[WORK ITEM]: Output each line of the data from its start through the line containing "positive clicks: (217, 129)", inclusive, as a Markdown table with the columns "No." (row number) and "Line", skipping blank lines and leaving out the pictures.

(Stored items)
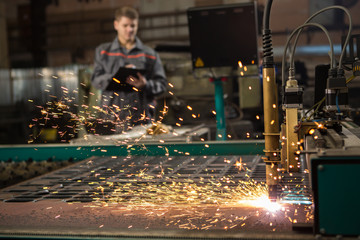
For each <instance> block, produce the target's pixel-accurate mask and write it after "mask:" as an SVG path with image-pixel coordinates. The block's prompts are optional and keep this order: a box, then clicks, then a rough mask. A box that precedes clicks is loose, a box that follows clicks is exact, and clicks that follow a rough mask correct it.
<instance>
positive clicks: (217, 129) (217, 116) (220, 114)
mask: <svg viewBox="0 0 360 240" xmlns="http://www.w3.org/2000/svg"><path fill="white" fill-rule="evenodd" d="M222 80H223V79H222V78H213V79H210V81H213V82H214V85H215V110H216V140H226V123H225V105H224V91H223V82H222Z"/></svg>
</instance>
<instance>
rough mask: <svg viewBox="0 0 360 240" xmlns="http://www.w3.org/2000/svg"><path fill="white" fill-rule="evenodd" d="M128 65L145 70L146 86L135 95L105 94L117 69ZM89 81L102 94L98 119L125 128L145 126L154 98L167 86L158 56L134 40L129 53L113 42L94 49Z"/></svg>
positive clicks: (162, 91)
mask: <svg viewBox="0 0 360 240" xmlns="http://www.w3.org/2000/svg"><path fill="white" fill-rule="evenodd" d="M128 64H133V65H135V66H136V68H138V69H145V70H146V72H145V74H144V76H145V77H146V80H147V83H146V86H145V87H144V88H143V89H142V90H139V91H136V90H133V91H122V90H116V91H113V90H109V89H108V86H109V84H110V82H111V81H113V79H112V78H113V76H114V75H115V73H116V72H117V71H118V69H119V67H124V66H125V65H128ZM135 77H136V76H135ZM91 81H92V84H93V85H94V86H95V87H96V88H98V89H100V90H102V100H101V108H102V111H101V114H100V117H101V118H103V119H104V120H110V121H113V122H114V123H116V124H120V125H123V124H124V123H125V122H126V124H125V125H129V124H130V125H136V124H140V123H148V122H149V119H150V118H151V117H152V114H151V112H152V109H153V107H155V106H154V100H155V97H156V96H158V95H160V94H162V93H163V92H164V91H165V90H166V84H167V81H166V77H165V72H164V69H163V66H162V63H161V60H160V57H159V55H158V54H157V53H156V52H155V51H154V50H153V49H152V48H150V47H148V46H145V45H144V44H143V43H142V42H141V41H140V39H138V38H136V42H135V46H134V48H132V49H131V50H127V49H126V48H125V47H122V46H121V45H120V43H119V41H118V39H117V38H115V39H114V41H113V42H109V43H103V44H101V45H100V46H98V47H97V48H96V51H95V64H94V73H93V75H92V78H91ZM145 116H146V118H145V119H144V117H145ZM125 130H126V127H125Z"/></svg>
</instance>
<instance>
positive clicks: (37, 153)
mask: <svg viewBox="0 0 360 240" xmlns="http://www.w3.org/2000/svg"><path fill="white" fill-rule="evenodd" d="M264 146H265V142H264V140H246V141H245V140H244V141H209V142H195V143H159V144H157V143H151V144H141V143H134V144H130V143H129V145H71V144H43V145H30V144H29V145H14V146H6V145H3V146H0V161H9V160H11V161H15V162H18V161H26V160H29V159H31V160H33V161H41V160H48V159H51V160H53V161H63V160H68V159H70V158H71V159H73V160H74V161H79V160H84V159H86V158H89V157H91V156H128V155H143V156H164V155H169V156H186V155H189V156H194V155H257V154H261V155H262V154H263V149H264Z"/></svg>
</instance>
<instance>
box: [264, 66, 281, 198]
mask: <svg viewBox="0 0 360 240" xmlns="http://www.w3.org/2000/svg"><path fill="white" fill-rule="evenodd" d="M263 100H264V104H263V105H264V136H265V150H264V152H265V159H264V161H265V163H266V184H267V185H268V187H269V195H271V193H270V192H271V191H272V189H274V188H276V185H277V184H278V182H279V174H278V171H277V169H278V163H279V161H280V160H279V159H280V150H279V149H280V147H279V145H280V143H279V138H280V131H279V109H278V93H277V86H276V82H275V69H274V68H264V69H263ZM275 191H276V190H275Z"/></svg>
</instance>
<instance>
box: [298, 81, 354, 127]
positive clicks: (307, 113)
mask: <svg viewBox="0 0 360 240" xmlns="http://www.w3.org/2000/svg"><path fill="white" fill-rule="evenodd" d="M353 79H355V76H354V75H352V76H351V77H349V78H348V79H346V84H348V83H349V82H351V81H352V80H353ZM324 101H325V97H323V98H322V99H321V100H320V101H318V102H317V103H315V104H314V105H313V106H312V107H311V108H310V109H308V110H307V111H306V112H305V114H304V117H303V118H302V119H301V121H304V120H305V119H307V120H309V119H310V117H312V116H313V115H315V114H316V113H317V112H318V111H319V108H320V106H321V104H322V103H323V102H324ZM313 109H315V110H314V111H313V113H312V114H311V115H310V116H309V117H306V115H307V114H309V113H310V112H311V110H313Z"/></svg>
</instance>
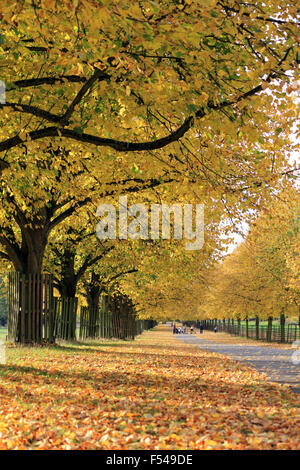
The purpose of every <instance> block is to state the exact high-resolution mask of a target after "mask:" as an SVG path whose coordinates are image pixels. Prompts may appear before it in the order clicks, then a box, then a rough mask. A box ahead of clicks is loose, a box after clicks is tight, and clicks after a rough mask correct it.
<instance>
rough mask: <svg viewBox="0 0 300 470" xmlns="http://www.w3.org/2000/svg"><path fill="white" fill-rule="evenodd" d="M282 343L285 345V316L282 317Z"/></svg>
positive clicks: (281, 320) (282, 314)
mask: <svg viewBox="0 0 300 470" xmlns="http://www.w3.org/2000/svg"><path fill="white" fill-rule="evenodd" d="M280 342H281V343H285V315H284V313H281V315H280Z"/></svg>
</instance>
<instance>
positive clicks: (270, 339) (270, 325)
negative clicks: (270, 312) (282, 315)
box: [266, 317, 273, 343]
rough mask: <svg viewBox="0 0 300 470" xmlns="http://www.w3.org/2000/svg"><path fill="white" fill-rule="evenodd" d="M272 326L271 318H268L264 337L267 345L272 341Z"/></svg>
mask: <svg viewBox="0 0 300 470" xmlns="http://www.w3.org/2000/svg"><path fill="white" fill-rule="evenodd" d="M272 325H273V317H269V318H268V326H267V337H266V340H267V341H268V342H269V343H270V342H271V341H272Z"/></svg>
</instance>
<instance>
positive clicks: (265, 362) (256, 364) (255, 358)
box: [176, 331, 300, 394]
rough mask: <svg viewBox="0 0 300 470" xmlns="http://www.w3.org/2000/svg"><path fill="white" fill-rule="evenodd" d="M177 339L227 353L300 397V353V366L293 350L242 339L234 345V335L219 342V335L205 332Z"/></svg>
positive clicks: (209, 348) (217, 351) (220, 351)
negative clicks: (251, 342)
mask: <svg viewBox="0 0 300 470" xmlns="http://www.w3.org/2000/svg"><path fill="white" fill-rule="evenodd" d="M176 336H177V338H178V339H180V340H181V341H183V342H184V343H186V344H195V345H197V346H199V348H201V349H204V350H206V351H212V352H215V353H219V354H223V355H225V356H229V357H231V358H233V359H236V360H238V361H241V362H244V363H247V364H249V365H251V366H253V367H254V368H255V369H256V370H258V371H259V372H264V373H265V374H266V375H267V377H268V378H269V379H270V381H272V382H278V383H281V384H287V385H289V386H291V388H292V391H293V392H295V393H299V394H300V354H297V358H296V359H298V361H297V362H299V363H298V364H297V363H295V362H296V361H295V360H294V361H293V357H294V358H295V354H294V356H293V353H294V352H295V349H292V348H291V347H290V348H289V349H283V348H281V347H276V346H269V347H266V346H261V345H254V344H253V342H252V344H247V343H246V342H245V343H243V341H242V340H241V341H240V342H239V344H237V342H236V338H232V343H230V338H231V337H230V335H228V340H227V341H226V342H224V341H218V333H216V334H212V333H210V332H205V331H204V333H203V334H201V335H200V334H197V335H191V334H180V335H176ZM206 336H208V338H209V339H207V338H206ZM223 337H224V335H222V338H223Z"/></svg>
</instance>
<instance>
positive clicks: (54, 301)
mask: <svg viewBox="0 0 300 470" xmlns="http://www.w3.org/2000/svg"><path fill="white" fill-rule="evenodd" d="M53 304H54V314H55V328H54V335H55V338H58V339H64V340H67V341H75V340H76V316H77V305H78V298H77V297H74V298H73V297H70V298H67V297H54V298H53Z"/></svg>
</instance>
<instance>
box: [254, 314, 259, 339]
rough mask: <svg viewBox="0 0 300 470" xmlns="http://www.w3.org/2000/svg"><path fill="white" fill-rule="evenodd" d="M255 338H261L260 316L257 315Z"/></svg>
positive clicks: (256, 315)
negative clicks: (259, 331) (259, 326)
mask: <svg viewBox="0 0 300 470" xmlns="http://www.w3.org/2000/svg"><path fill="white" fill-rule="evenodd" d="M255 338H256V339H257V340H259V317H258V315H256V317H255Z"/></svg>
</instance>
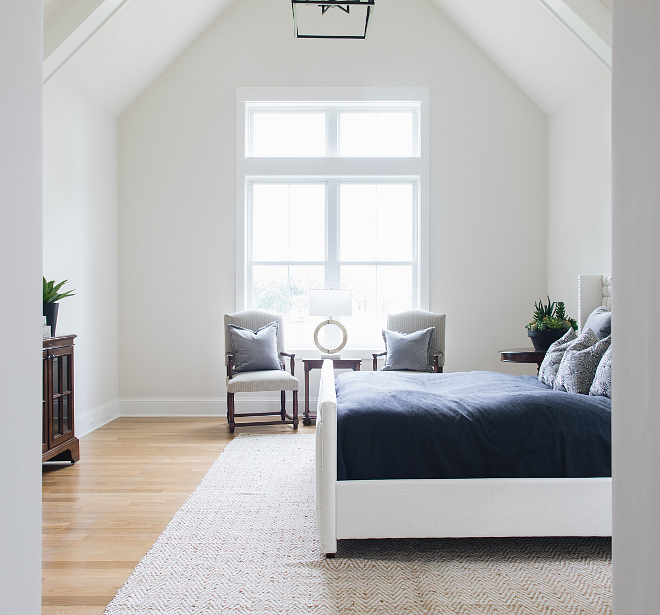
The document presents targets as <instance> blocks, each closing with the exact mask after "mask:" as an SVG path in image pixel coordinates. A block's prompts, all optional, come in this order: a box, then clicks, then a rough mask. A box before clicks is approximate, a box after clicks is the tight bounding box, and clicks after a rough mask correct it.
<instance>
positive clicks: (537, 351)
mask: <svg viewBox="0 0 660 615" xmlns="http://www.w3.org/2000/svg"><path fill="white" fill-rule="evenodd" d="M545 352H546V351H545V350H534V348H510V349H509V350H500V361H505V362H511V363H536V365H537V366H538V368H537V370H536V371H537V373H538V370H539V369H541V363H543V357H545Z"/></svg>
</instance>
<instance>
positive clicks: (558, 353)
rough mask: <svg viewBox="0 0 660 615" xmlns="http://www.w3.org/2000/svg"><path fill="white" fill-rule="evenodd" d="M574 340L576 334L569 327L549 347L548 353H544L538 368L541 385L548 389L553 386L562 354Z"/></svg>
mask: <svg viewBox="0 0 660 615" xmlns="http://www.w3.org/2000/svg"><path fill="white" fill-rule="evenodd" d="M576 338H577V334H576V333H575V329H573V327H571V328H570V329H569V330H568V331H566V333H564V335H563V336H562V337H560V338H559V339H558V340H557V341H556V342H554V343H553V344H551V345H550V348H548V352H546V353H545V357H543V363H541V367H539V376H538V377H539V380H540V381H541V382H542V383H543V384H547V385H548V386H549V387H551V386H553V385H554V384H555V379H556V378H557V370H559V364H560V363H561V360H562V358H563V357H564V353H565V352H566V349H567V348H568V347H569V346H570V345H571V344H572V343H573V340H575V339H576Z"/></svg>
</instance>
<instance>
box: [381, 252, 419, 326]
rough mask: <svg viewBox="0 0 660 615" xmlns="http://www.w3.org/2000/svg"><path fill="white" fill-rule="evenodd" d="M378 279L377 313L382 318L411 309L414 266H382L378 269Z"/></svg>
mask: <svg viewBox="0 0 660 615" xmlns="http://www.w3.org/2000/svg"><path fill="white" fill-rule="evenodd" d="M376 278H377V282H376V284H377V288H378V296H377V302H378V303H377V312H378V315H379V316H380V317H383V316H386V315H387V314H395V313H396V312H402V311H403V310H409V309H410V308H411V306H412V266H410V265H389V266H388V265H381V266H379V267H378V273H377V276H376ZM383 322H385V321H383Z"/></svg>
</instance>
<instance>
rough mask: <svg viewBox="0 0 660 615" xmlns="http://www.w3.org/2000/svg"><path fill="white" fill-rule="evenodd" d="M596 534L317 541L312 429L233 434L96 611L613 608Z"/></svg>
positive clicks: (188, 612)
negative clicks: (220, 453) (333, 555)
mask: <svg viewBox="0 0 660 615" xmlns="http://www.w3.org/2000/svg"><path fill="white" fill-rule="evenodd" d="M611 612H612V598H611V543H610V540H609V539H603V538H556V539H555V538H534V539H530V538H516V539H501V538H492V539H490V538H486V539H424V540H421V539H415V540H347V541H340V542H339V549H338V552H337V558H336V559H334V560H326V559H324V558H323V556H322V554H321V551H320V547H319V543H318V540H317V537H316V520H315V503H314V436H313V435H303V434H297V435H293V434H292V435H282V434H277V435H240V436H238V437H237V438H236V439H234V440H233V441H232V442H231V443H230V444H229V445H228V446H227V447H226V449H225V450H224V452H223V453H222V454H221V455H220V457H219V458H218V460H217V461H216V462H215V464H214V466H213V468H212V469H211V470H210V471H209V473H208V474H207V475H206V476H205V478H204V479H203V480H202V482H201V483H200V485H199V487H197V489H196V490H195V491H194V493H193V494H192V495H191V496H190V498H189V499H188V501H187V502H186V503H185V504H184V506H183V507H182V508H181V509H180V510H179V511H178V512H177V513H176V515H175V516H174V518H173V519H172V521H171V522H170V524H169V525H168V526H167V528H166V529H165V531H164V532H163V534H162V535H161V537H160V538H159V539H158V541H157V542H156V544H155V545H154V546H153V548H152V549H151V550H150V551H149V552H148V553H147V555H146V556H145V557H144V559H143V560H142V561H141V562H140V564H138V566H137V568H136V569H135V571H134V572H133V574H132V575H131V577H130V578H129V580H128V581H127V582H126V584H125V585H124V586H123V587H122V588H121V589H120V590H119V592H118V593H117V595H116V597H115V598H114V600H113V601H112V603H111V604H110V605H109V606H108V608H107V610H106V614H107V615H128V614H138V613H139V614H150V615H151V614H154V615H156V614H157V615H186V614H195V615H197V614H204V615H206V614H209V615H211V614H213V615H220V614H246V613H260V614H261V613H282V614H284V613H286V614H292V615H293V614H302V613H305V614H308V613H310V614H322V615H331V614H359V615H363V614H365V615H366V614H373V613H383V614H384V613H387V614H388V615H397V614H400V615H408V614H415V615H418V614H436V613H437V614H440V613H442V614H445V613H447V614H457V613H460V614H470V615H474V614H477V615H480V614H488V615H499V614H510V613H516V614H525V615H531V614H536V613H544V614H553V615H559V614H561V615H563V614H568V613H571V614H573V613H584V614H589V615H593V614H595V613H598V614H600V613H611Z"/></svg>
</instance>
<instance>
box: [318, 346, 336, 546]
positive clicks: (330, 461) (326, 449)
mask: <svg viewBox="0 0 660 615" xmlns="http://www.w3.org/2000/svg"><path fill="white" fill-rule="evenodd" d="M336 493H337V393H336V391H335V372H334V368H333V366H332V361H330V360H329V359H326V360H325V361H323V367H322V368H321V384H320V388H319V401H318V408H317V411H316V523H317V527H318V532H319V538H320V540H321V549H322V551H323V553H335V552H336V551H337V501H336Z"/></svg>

[TASK RESULT]:
| No. | Line |
|---|---|
| 1 | For each <instance> block, produce the target's pixel-accurate mask and write it after "mask:" as an SVG path with image-pixel coordinates. The block's prompts are optional and keep this order: a box, then clicks, then a rough mask. A box that precedes clicks is loose, a box that follows clicks is exact, and clicks that follow a rough mask correct it. |
| 2 | <instance> |
| 3 | positive clicks: (217, 129) (217, 116) (220, 114) |